(Records from a point annotation dataset)
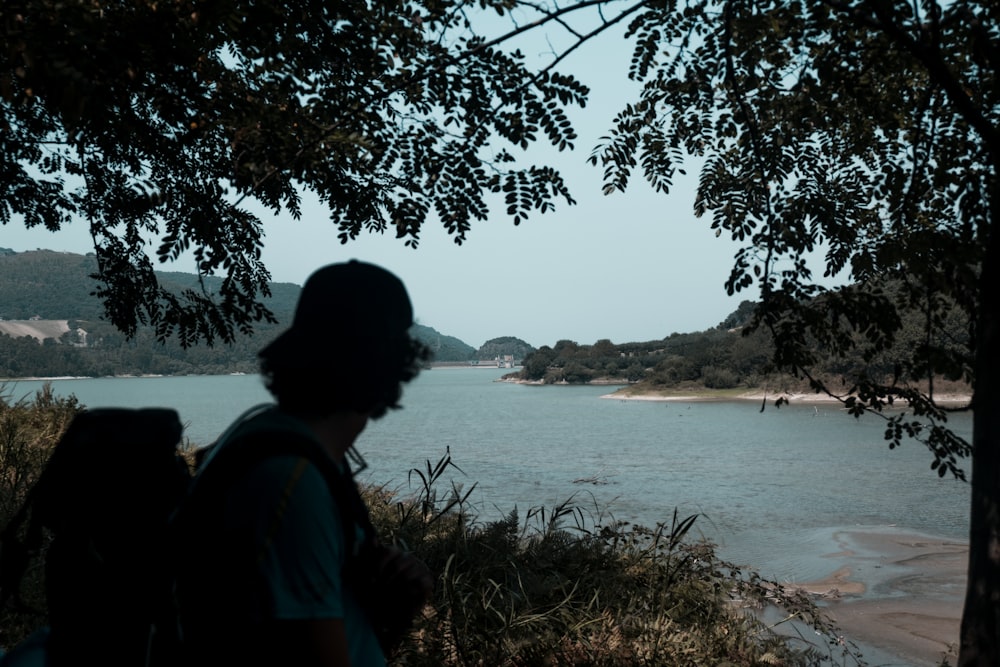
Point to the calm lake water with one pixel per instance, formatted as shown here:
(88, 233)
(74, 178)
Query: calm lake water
(771, 487)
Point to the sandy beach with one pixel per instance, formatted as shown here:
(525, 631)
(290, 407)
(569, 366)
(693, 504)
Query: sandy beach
(899, 593)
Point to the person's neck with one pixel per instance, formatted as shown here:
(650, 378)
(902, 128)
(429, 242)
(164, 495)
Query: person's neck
(337, 432)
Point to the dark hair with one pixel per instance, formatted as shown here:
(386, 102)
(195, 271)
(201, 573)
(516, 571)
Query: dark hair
(365, 378)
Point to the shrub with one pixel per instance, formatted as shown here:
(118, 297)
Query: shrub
(566, 587)
(29, 430)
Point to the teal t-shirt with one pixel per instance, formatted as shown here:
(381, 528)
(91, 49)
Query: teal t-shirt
(284, 508)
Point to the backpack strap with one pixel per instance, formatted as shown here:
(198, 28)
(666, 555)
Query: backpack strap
(236, 458)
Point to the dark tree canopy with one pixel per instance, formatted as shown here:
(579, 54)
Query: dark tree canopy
(852, 143)
(864, 133)
(157, 123)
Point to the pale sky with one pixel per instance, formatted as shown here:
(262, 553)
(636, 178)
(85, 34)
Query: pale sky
(632, 266)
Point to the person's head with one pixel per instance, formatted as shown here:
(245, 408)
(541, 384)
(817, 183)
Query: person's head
(349, 346)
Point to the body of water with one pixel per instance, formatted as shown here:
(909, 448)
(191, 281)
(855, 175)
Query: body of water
(771, 487)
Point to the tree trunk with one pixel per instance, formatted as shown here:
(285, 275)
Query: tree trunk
(980, 639)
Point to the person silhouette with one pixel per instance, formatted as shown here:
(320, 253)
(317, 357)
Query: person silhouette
(282, 565)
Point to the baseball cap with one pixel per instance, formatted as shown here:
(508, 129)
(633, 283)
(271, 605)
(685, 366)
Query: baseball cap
(352, 302)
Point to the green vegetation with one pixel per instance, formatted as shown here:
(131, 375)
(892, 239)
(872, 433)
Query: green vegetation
(738, 356)
(857, 141)
(58, 286)
(558, 586)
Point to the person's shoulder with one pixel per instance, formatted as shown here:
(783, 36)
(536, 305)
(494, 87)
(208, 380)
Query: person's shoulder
(274, 423)
(33, 651)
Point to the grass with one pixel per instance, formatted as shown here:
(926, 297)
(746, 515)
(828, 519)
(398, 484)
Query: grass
(555, 586)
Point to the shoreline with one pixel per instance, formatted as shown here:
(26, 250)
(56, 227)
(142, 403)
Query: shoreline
(895, 593)
(792, 398)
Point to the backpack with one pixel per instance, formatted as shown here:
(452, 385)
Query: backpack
(109, 498)
(99, 513)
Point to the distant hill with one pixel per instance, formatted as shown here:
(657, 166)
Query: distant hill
(48, 296)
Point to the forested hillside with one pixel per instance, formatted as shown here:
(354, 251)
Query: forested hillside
(729, 356)
(57, 286)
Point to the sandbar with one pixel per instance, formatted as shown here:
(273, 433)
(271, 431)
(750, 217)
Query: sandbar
(900, 593)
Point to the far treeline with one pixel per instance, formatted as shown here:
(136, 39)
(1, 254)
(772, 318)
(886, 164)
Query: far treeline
(58, 286)
(734, 355)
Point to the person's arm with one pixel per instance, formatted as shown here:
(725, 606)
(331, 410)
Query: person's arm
(310, 643)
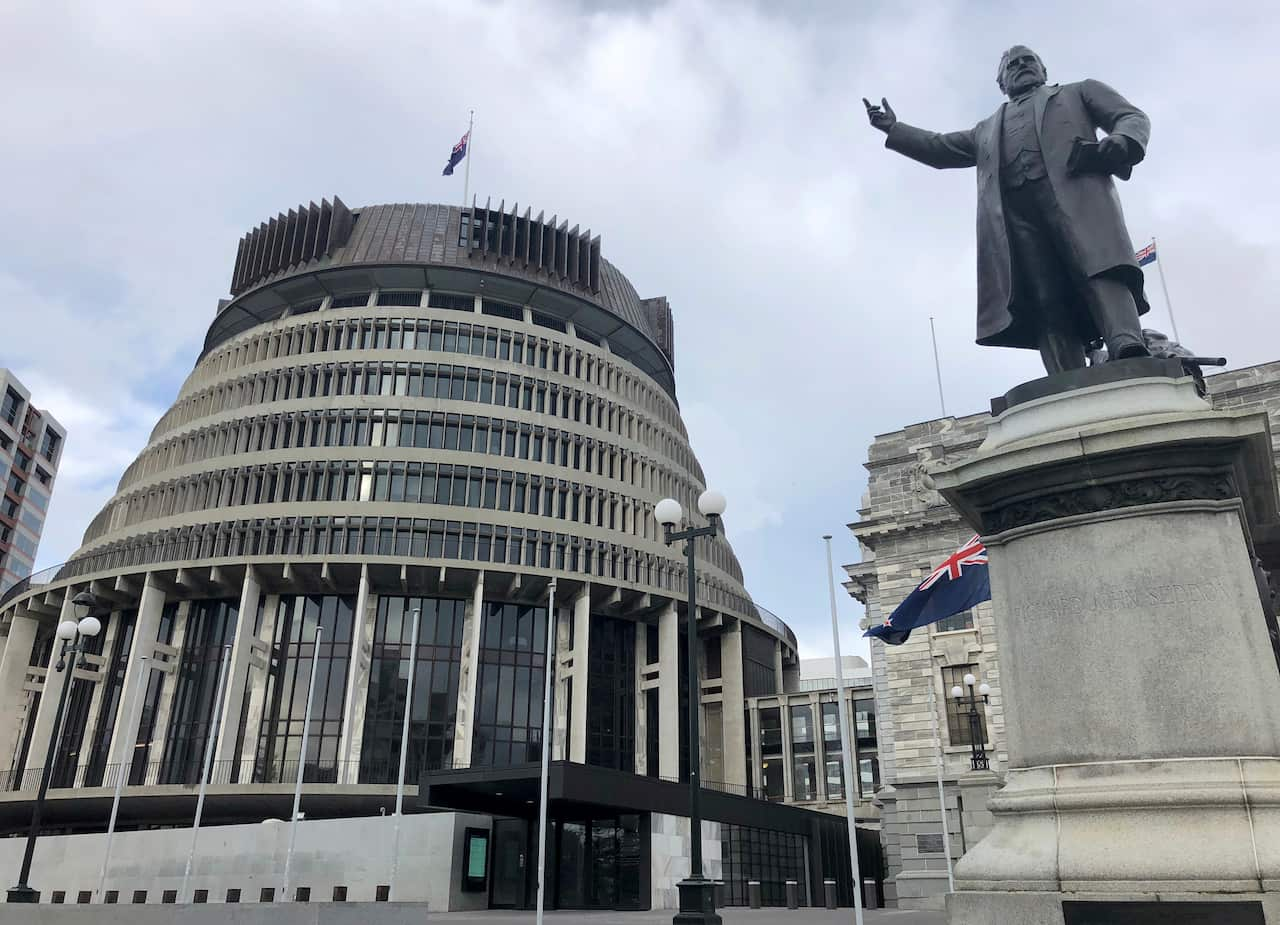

INSTRUCTIONS TO FOLLOW: Convert every line of the entries above into a numbered list, leaving out any blank lines. Exclude the pictures from your answer.

ANSWER:
1. Point to the calm lake water with one pixel per instance, formatted as shown here:
2. (88, 233)
3. (74, 178)
4. Query: calm lake water
5. (771, 487)
6. Point to the sandy beach with one pixel per instance, formatted as shown here:
7. (525, 631)
8. (290, 407)
9. (569, 366)
10. (693, 504)
11. Query: sandy beach
12. (899, 593)
13. Point to the person's neck with one pixel per instance, formatted as shown here:
14. (650, 378)
15. (902, 128)
16. (429, 242)
17. (164, 495)
18. Query: person's neck
19. (337, 432)
20. Point to the dark hair with one pixel per instance, formatted as shown here:
21. (386, 102)
22. (195, 271)
23. (201, 573)
24. (516, 571)
25. Query: dark hair
26. (365, 378)
27. Point to the shrub with one pixel per instance, formatted as shown here:
28. (118, 297)
29. Query: shrub
30. (566, 587)
31. (29, 430)
32. Point to the teal t-shirt with one pixel per instance, formatted as shown here:
33. (381, 528)
34. (91, 49)
35. Query: teal t-shirt
36. (284, 508)
37. Point to the backpack strap with one pixel per instance, formatted as shown here:
38. (198, 28)
39. (666, 555)
40. Query: backpack strap
41. (236, 458)
42. Point to the dark tree canopy with one pixel per instance, formatted as shown here:
43. (579, 54)
44. Query: dark tree canopy
45. (852, 143)
46. (864, 133)
47. (157, 123)
48. Point to the pale sky with one pixel per instance, formatted as shown here:
49. (262, 553)
50. (636, 178)
51. (85, 34)
52. Query: pale sky
53. (632, 266)
54. Point to the person's head with one pixel per instance, formatted as shown here:
55. (245, 408)
56. (541, 384)
57. (817, 183)
58. Query: person's head
59. (349, 346)
60. Point to the body of water with one pixel per instance, formatted as shown here:
61. (909, 448)
62. (191, 281)
63. (855, 175)
64. Query: body of water
65. (771, 487)
66. Point to the tree trunk with one pixel per instance, formatted as shown here:
67. (285, 275)
68. Query: tree trunk
69. (980, 639)
70. Point to the person silhouette with one pixel per instance, formatted as shown here:
71. (320, 253)
72. (317, 357)
73. Query: person silhouette
74. (282, 565)
75. Point to the baseball cap with one pixel per instance, formatted as shown here:
76. (508, 129)
77. (633, 283)
78. (271, 605)
79. (685, 366)
80. Query: baseball cap
81. (352, 302)
82. Point to the green vegetation with one pixel per instance, formatted as shown here:
83. (131, 375)
84. (892, 239)
85. (872, 433)
86. Query: green vegetation
87. (738, 356)
88. (857, 141)
89. (58, 286)
90. (558, 586)
91. Point to the person's shoulder with one pixel per instance, formatted as shown here:
92. (783, 36)
93. (536, 305)
94. (494, 87)
95. (208, 380)
96. Query: person's shoulder
97. (274, 423)
98. (33, 651)
99. Point to the grass with one pixel per instance, formatted as shown here:
100. (926, 297)
101. (746, 515)
102. (828, 519)
103. (398, 484)
104. Query: grass
105. (555, 586)
106. Point to the shoreline with one pixel per instance, formatted as shown here:
107. (26, 250)
108. (56, 227)
109. (142, 403)
110. Query: shoreline
111. (895, 593)
112. (792, 398)
113. Point to the backpack with one pixel per instance, formatted as shown here:
114. (452, 385)
115. Query: backpack
116. (109, 498)
117. (99, 513)
118. Point to the distant hill with one pixel per instance, formatted as shown here:
119. (657, 166)
120. Query: distant hill
121. (48, 296)
122. Point to the forested hillside with one pixel per instance, formatted as shown here:
123. (354, 251)
124. Query: forested hillside
125. (729, 356)
126. (57, 286)
127. Point to the sandbar with one pixel per instance, formatted as shown here:
128. (273, 433)
129. (271, 431)
130. (750, 217)
131. Query: sandbar
132. (900, 593)
133. Point to the far treeline with one pixel per instance, formatted as shown here:
134. (136, 39)
135. (1, 254)
136. (772, 318)
137. (886, 164)
138. Query: far treeline
139. (58, 286)
140. (734, 355)
141. Point to the person's arm with one pixel per instance, formatted as shown here:
142. (725, 606)
143. (331, 410)
144. Query: person's arm
145. (310, 643)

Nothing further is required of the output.